(Beginning of Data for analysis)

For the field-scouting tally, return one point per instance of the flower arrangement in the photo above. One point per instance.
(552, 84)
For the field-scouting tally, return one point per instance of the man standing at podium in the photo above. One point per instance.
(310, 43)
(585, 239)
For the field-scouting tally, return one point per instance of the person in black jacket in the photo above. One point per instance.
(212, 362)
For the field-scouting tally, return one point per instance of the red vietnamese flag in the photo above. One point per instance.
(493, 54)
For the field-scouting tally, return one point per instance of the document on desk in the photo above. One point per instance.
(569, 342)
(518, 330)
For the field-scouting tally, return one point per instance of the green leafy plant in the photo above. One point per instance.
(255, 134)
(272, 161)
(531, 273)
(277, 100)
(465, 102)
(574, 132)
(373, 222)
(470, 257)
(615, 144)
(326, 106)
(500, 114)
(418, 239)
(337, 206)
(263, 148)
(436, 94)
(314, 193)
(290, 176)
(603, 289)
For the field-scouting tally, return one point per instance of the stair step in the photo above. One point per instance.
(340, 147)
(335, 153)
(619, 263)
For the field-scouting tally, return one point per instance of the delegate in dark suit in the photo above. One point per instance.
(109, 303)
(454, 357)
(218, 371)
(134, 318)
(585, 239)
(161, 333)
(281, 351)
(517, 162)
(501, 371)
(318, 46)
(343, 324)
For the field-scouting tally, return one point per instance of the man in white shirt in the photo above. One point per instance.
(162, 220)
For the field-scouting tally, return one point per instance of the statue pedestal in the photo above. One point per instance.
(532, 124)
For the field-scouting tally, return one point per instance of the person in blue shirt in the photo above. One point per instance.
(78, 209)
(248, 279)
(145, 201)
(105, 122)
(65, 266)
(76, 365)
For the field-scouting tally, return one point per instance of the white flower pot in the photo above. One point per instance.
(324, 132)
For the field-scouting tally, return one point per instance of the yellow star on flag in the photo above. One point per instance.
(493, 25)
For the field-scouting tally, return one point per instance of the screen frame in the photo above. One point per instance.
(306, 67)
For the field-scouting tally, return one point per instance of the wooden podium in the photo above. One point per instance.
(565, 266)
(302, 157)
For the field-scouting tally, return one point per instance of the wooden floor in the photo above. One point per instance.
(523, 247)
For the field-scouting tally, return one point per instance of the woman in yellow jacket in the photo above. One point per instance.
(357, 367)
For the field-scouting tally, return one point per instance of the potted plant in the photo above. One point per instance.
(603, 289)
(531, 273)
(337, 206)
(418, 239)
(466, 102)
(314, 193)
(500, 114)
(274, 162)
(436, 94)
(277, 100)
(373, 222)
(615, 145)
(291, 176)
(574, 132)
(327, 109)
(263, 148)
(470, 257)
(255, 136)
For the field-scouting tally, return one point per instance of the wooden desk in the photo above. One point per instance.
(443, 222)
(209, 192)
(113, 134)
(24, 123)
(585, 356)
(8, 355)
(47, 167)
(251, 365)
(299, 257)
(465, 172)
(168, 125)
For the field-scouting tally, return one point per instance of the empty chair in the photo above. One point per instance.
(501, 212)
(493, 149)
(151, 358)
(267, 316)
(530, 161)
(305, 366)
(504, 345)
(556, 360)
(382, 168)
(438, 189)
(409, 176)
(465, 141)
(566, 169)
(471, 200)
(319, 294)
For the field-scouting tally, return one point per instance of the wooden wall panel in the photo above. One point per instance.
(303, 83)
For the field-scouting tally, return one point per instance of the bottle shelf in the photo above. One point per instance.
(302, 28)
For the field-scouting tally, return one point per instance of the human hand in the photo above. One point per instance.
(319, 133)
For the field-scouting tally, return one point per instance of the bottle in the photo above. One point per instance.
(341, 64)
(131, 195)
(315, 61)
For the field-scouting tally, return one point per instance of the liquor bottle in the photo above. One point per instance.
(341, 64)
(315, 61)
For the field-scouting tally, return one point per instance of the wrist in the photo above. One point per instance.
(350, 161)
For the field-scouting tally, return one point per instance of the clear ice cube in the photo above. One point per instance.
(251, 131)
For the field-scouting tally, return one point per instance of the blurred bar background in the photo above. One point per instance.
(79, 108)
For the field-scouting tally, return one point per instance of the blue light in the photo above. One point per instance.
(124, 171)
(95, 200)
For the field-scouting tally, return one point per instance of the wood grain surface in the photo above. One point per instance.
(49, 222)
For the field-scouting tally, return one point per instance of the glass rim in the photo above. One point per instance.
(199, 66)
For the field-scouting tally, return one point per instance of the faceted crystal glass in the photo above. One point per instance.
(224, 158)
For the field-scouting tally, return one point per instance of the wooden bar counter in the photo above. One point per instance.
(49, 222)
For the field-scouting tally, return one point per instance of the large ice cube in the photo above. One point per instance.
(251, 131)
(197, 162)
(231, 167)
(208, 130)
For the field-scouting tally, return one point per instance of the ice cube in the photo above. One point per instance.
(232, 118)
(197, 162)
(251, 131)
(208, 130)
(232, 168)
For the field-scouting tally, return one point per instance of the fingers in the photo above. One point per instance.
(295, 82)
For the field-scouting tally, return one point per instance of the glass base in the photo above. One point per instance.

(End of Data for analysis)

*What to work on*
Retype the records above in full. Every word should match.

*Solution to this task*
For the field-scouting tally, return one point per instance of the flower arrangement in the photo above. One point per instance.
(552, 84)
For the field-scouting tally, return one point per instance of the man standing at podium in the photo above. One point per instance.
(310, 43)
(585, 239)
For the field-scouting tally, return one point per instance of the person in black jacket in the photo above. One point per instance.
(212, 362)
For the field-scouting tally, return one point per instance of the red vietnamese flag in the photo above. One point per instance.
(493, 54)
For the field-scouting tally, return one point per instance of the document on desk in the photo above. One point per instance.
(569, 342)
(518, 330)
For the field-scouting tally, return one point per instance of the green leafy plant in the photo above. One point per instance.
(255, 134)
(272, 161)
(531, 273)
(277, 100)
(465, 102)
(574, 132)
(373, 222)
(470, 257)
(615, 144)
(326, 106)
(500, 114)
(418, 239)
(337, 206)
(263, 148)
(436, 94)
(314, 193)
(290, 176)
(603, 289)
For the field-scouting tally, return one point per instance of the stair step in the photo above. One point per instance.
(340, 147)
(335, 153)
(619, 263)
For the field-scouting tally, return one point per instance of the delegate in dark suit in the photo above. One point per instance.
(109, 303)
(454, 357)
(218, 371)
(134, 318)
(585, 239)
(161, 333)
(281, 351)
(517, 162)
(501, 371)
(318, 46)
(343, 324)
For the field-scouting tally, return one point per instance of the man in white shirt in the photo above. One point per instance.
(162, 220)
For the field-scouting tally, return one point per instance of the statue pedestal in the photo above. One point per instance.
(532, 124)
For the field-scouting tally, return one point per instance of the person in blue shirt in the photo above. One point per instance.
(78, 209)
(248, 279)
(145, 201)
(105, 122)
(65, 266)
(76, 365)
For the field-scouting tally, return one point per instance of the white flower pot in the photo above. One point per instance.
(324, 132)
For the field-scouting tally, return one point per instance of the yellow star on flag in the photo above. One point per instance.
(493, 25)
For the field-scouting tally, return one point per instance of the screen frame in the photo above. One point per instance.
(306, 67)
For the field-scouting tally, return one point per instance of the wooden podium in the photo above. One point per instance.
(565, 266)
(302, 157)
For the field-scouting tally, return one point per instance of the wooden floor in the photo above. One point per instance.
(523, 247)
For the field-scouting tally, return one point per instance of the woman in yellow jacket in the photo above. One point per instance.
(357, 367)
For the field-scouting tally, return one point per instance of the potted plant in the photo above. One point per instance.
(603, 289)
(531, 273)
(337, 206)
(418, 239)
(466, 102)
(314, 193)
(500, 114)
(274, 162)
(436, 94)
(277, 100)
(373, 222)
(615, 145)
(291, 176)
(574, 132)
(327, 109)
(263, 148)
(470, 257)
(255, 136)
For the field-scouting tally, return one point per instance of the wooden desk in the photo above. One point per instance.
(443, 222)
(209, 192)
(113, 134)
(24, 123)
(585, 356)
(8, 355)
(47, 167)
(251, 365)
(299, 257)
(465, 172)
(168, 125)
For the field-scouting tally, return one point per instance of the empty chair in the photo above. One point per instance.
(501, 212)
(493, 149)
(151, 358)
(267, 316)
(530, 161)
(305, 366)
(504, 345)
(556, 360)
(382, 168)
(438, 189)
(409, 176)
(465, 141)
(566, 169)
(471, 200)
(319, 294)
For the field-scouting tally, return one point per instance of the wooden wall panel in the photo above. One point per instance.
(303, 83)
For the field-scouting tally, return one point per instance of the bottle shelf in the photo above. One point per instance.
(302, 28)
For the field-scouting tally, return one point per instance of the human hand in the photo above. One point per instance.
(319, 133)
For the field-scouting tally, return one point per instance of the bottle in the photo above. One point per instance.
(341, 64)
(131, 195)
(315, 61)
For the field-scouting tally, return one point per instance of the liquor bottle in the photo above. One point per instance.
(341, 64)
(315, 61)
For the field-scouting tally, return one point per instance of the wrist in the photo above. One point per instance.
(350, 161)
For the field-scouting tally, return one point per instance of the clear ice cube in the photo above. One point per instance.
(251, 131)
For the field-scouting tally, return one point per instance of the blurred bar background in the photo above. One point per instance.
(79, 108)
For the field-scouting tally, return one point per instance of the blue light in the photo above. One point per instance.
(124, 171)
(95, 200)
For the field-scouting tally, return one point per instance of the wood grain surface in the photo above. One point per instance.
(49, 222)
For the field-scouting tally, return one point per instance of the glass rim in the photo above. One point per instance.
(199, 66)
For the field-scouting tally, return one point per instance of the faceted crystal glass in the photo above. One point per instance.
(224, 158)
For the field-scouting tally, return one point per instance of the wooden bar counter in the photo above. One point per instance.
(49, 222)
For the field-scouting tally, return one point per instance of the large ice cube in the photo above. One point per instance.
(251, 131)
(197, 162)
(231, 167)
(208, 130)
For the field-scouting tally, return one point per instance of the ice cube in the photo above. One point per instance.
(232, 118)
(197, 162)
(251, 131)
(208, 130)
(232, 168)
For the field-scouting tally, return one point per instance of the fingers in the photo above. One point per instance.
(295, 82)
For the field-scouting tally, return one point per instance of the glass base in the photo above. One point per instance.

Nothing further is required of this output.